DATA
---------------

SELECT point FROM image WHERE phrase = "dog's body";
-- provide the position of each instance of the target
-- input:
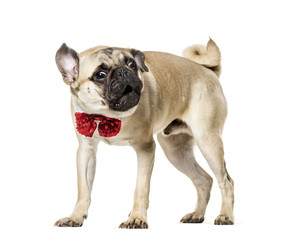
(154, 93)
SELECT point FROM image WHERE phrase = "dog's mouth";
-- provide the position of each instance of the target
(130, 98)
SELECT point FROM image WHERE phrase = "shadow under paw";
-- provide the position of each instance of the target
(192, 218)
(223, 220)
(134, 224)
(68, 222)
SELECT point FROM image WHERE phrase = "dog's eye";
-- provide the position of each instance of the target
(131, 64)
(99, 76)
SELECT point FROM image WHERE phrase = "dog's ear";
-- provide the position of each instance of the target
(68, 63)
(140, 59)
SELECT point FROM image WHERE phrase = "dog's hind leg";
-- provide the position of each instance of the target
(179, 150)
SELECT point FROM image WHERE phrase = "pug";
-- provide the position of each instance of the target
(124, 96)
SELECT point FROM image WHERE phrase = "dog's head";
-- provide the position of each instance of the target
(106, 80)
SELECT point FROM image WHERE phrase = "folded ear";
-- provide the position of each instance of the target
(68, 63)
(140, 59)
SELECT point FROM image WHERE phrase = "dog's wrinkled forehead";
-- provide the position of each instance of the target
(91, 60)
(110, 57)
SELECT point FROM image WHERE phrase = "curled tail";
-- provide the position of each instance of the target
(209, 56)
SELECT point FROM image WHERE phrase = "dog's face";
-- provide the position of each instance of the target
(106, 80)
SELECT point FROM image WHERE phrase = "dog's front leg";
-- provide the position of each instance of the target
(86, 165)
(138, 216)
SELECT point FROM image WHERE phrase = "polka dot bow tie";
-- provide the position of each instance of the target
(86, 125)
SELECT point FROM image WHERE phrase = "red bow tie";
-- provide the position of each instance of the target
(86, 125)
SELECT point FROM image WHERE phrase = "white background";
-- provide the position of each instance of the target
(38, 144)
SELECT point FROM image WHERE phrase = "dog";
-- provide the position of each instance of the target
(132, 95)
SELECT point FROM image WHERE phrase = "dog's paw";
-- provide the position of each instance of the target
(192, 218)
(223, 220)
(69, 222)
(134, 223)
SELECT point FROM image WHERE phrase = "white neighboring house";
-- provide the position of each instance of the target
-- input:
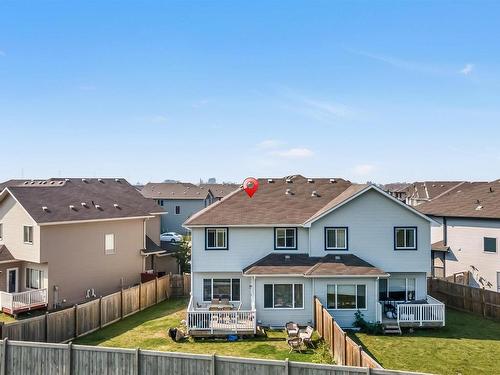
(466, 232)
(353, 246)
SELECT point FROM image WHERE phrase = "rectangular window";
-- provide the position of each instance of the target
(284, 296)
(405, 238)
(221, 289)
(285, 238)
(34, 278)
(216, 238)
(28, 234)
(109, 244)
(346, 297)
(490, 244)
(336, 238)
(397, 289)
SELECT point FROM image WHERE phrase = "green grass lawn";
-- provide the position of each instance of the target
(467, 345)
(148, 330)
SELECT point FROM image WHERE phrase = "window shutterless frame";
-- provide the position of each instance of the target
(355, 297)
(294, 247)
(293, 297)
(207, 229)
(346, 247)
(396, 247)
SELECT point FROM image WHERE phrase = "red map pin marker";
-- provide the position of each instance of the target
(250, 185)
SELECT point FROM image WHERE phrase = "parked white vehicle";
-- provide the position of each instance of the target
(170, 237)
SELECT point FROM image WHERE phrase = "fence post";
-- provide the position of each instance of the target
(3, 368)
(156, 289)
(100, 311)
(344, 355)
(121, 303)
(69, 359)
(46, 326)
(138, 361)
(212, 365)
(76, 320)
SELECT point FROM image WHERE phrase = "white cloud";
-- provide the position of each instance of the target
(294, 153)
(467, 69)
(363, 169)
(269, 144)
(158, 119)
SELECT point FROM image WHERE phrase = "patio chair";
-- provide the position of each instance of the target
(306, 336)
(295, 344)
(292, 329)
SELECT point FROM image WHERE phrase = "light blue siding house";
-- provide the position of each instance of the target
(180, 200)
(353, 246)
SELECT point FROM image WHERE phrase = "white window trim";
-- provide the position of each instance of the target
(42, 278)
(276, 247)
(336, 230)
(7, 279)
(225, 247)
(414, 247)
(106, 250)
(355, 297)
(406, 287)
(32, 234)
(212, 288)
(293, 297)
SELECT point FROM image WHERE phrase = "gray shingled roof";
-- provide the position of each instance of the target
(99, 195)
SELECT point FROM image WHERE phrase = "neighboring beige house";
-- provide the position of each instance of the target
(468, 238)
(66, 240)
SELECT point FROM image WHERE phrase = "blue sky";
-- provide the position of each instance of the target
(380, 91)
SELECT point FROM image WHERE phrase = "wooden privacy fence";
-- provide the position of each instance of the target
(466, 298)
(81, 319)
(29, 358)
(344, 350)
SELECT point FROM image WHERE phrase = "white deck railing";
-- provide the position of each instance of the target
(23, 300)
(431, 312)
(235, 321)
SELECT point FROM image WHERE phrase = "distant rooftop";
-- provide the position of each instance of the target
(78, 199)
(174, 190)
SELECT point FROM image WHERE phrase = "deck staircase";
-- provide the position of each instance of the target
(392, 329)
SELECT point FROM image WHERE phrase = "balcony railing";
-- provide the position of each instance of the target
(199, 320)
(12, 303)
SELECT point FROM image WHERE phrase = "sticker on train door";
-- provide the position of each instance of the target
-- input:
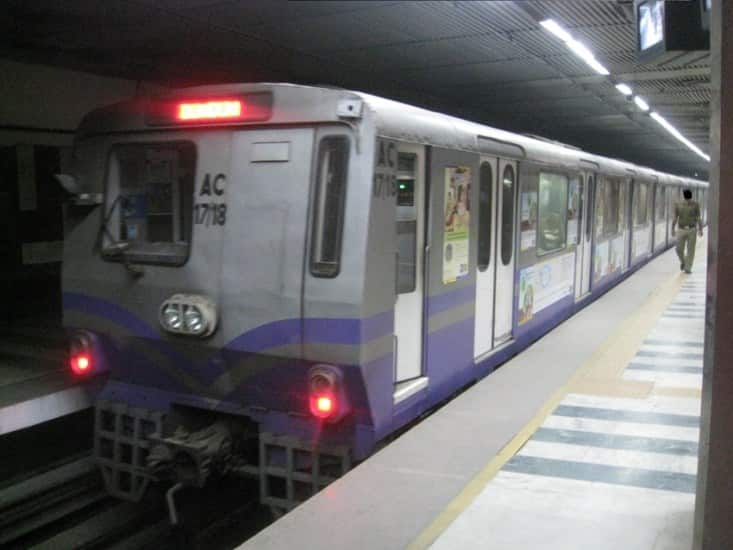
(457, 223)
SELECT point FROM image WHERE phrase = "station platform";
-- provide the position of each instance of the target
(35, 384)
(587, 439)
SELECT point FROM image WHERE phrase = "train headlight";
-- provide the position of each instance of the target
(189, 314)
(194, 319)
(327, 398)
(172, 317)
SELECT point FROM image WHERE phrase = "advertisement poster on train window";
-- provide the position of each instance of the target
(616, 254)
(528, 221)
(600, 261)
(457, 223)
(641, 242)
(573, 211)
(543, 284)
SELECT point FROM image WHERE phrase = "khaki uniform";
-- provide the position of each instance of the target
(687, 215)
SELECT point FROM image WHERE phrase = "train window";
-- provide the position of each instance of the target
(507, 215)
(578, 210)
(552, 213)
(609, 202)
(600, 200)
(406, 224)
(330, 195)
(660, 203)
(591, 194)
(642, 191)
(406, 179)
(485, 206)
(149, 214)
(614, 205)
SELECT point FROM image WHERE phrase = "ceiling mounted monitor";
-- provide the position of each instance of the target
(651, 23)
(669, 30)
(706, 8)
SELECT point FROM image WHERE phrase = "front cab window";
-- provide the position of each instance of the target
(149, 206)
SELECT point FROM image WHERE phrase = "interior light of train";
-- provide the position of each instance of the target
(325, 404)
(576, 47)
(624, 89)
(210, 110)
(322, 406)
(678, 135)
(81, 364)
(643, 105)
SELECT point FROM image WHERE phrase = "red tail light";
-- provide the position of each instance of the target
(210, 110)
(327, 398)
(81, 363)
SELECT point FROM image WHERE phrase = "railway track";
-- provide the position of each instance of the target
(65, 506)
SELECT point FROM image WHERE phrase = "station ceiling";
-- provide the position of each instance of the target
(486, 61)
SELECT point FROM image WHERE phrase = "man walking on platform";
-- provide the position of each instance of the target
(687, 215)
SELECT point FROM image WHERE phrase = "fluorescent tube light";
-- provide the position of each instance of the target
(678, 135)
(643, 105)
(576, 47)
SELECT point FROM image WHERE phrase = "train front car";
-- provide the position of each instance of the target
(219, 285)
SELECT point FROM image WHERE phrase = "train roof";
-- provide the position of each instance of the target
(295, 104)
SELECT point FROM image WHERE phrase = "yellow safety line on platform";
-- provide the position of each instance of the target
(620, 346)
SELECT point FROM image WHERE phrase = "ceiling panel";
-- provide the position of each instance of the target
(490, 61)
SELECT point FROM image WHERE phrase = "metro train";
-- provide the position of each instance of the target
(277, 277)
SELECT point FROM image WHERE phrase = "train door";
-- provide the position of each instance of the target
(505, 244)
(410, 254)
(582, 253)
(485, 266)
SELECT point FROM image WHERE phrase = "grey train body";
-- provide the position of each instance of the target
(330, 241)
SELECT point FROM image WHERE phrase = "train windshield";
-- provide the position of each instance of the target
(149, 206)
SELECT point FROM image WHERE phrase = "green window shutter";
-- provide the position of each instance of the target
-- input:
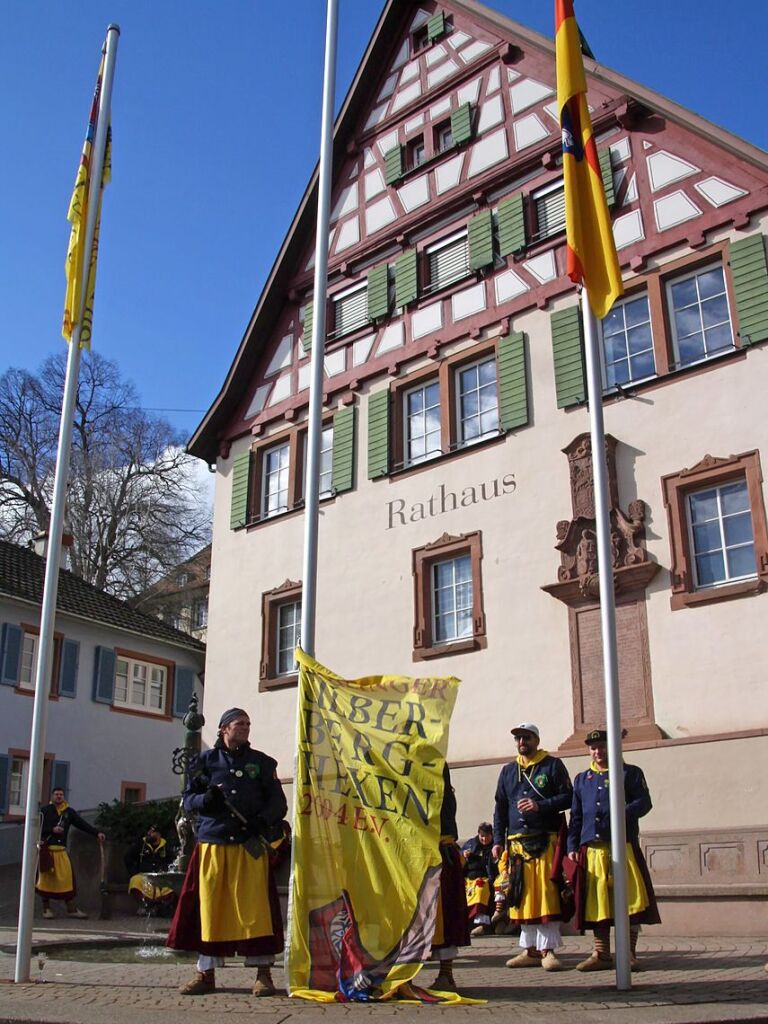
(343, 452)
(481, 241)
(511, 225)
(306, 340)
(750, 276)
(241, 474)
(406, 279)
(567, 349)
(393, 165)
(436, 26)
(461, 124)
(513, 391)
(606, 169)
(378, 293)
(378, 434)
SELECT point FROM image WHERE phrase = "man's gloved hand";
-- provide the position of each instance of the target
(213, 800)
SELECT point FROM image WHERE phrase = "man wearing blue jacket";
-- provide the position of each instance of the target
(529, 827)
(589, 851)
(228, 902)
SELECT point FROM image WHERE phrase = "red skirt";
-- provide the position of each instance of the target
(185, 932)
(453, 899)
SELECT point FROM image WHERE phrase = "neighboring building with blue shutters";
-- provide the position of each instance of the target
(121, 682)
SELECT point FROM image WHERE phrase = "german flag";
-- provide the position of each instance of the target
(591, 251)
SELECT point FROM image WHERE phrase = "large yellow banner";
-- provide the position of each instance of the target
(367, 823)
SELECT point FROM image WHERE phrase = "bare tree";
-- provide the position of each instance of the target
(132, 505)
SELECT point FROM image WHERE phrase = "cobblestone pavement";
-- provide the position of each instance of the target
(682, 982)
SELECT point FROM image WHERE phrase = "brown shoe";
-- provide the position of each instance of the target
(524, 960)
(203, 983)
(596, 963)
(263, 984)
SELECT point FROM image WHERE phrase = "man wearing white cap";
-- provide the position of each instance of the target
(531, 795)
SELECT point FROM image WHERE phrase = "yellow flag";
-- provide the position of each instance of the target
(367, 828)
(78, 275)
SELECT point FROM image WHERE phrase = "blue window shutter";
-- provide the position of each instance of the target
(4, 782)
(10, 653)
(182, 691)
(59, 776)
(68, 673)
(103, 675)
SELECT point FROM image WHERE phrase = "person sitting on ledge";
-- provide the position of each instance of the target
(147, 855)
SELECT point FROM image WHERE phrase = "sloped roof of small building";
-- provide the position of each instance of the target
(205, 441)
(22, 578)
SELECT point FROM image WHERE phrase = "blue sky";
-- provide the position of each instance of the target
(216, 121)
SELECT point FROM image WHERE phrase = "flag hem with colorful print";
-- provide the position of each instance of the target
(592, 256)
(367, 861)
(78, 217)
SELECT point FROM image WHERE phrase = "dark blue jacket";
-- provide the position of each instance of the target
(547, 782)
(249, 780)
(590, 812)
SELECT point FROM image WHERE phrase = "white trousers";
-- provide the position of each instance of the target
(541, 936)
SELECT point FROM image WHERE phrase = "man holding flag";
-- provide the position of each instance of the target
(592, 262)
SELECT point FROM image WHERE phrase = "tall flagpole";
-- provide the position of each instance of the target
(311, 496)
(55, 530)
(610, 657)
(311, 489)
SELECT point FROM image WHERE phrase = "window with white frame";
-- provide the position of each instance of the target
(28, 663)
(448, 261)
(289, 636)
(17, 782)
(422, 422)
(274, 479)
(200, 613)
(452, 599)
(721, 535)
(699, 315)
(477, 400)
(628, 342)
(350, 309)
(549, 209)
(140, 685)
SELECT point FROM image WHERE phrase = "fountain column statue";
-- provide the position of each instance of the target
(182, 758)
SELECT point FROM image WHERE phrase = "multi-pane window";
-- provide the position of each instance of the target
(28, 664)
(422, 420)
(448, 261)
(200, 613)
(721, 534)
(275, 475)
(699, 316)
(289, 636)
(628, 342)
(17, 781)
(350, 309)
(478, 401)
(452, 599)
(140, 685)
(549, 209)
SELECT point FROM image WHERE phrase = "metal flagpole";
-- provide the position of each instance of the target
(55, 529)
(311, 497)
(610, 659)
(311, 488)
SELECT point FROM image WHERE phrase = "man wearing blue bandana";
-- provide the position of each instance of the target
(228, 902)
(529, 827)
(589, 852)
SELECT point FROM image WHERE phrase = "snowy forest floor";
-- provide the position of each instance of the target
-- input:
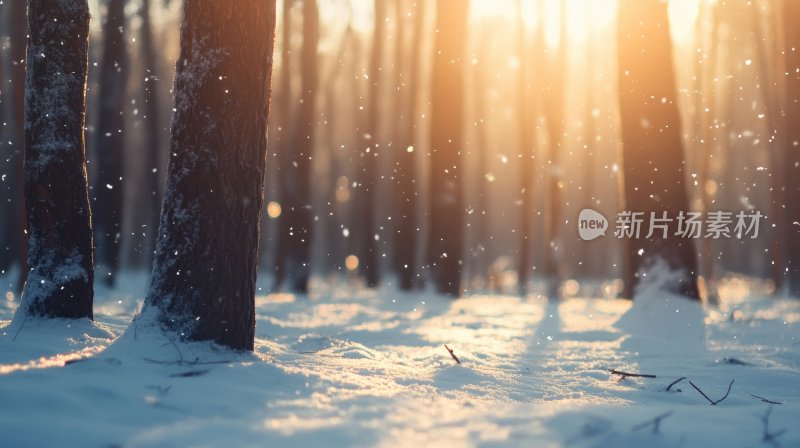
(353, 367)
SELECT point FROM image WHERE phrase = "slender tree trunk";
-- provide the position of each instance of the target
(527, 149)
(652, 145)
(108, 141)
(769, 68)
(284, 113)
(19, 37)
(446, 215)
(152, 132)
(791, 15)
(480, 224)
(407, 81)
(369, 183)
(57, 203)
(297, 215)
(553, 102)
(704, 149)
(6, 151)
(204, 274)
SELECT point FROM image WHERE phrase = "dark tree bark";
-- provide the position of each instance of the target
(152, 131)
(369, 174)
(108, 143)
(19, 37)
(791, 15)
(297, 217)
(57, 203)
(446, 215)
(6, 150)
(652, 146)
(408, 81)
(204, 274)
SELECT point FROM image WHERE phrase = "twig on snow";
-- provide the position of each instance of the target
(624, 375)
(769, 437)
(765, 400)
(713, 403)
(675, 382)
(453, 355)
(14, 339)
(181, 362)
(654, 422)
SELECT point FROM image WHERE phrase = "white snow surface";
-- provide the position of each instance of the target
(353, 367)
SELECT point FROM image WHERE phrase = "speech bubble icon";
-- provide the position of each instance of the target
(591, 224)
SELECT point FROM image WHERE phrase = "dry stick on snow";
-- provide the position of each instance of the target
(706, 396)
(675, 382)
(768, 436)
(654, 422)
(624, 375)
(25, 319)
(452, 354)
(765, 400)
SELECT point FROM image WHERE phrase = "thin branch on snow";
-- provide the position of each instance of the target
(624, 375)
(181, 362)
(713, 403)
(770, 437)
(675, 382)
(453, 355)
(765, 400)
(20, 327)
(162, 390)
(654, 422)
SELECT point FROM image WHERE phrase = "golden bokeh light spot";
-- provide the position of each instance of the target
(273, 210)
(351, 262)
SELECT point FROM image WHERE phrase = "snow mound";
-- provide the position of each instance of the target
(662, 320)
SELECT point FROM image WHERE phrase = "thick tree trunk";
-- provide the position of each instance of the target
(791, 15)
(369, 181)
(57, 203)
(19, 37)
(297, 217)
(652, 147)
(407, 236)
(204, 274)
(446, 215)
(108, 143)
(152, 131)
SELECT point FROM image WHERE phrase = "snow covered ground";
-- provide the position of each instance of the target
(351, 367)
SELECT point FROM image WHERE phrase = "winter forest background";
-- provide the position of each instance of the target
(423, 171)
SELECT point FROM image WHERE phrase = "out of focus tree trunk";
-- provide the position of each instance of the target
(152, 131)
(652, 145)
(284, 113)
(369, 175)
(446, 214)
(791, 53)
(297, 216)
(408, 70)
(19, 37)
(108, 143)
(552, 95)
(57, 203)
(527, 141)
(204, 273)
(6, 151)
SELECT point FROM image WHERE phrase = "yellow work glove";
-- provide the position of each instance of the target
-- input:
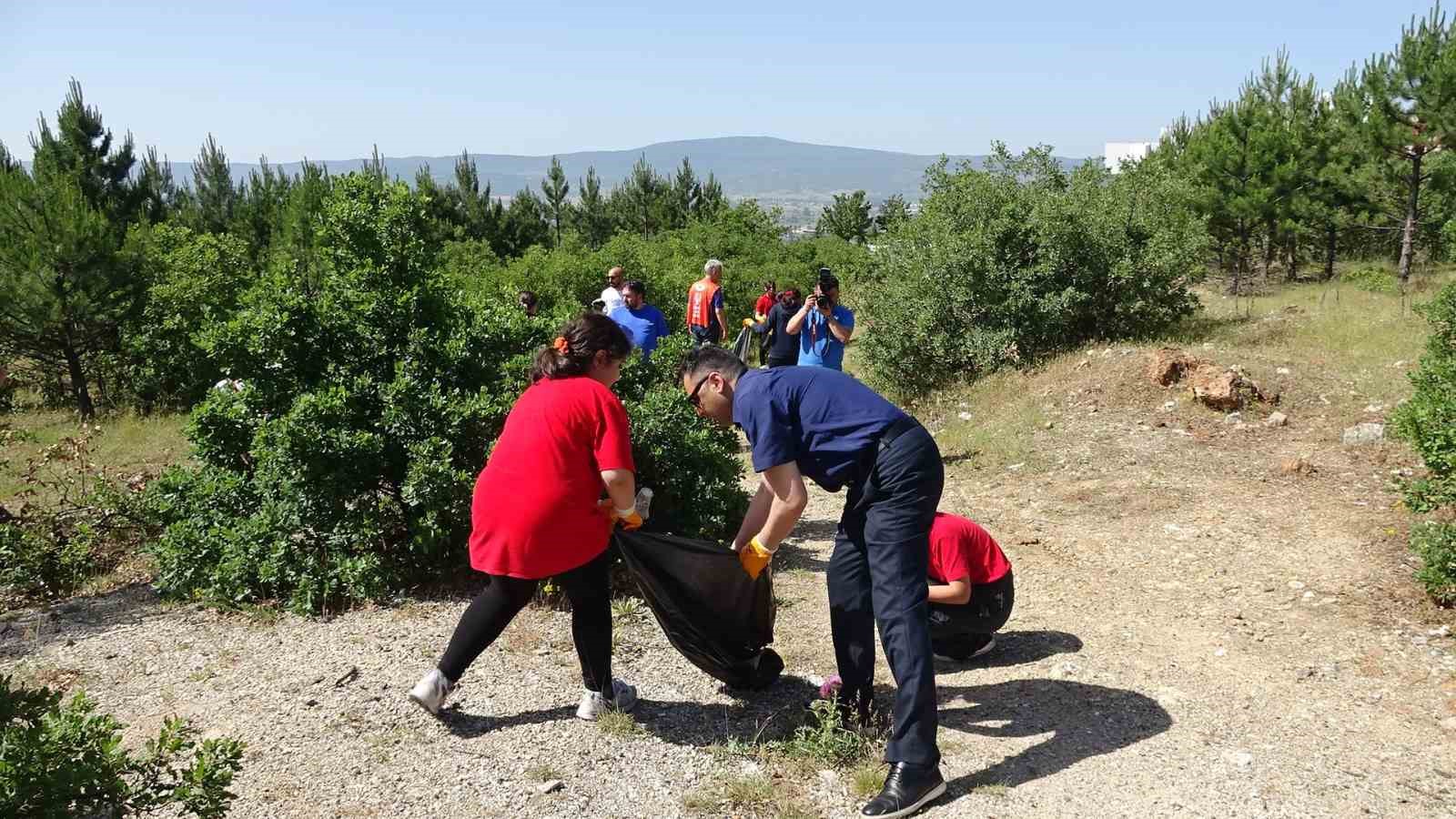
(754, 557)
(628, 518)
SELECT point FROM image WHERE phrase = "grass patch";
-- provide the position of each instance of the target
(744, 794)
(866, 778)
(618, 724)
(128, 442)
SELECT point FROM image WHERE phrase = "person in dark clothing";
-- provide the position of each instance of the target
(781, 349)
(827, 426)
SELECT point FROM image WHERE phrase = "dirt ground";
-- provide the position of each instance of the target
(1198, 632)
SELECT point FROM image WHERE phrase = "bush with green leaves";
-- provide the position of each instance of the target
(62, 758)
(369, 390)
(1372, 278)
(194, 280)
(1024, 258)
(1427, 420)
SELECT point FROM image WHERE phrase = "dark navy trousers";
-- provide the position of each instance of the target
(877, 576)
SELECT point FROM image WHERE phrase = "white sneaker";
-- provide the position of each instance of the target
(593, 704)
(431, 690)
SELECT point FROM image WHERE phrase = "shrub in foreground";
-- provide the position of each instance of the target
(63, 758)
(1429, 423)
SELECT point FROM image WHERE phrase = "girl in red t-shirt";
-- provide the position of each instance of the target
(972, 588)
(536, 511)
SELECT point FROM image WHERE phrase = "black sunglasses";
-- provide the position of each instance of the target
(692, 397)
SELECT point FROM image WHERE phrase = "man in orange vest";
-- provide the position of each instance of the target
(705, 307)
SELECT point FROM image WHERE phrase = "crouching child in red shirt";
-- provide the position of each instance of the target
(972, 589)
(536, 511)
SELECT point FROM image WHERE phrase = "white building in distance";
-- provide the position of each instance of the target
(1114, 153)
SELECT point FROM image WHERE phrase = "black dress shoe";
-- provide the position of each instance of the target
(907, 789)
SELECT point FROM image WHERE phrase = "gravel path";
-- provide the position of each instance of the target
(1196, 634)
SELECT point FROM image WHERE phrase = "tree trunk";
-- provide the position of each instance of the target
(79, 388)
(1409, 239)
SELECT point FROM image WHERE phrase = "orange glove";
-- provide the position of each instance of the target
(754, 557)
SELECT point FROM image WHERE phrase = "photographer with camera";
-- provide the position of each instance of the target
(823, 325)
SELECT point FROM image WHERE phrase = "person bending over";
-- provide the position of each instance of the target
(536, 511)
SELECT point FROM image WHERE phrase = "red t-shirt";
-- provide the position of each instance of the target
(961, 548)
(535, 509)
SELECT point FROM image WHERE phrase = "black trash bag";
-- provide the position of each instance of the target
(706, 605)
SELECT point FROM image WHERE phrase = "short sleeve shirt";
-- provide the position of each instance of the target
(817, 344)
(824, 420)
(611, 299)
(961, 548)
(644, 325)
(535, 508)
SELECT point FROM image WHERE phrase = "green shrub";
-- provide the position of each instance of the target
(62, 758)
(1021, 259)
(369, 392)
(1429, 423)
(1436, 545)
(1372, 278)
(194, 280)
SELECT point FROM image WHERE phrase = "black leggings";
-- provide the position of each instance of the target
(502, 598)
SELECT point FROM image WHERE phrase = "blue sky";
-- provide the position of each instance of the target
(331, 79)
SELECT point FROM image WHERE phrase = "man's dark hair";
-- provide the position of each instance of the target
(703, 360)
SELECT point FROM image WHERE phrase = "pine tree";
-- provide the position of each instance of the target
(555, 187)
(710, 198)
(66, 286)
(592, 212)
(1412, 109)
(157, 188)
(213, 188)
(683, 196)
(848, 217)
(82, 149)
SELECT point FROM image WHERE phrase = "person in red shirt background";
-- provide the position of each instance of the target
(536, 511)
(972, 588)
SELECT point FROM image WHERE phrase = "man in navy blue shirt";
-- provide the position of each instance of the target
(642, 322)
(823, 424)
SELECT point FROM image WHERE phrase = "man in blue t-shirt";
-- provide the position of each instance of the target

---------------

WHAT NEEDS TO BE DONE
Each line of the records that contains the string "person" must be copied.

ANSWER BOX
SELECT point FROM image WHERE phrase = "person sitting on ledge";
SELECT point FROM image WHERE phrase = "person in dark clothing";
SELECT point FROM image WHERE phrase = "person bending over";
SELECT point FROM image WHERE phrase = "person in red shirt background";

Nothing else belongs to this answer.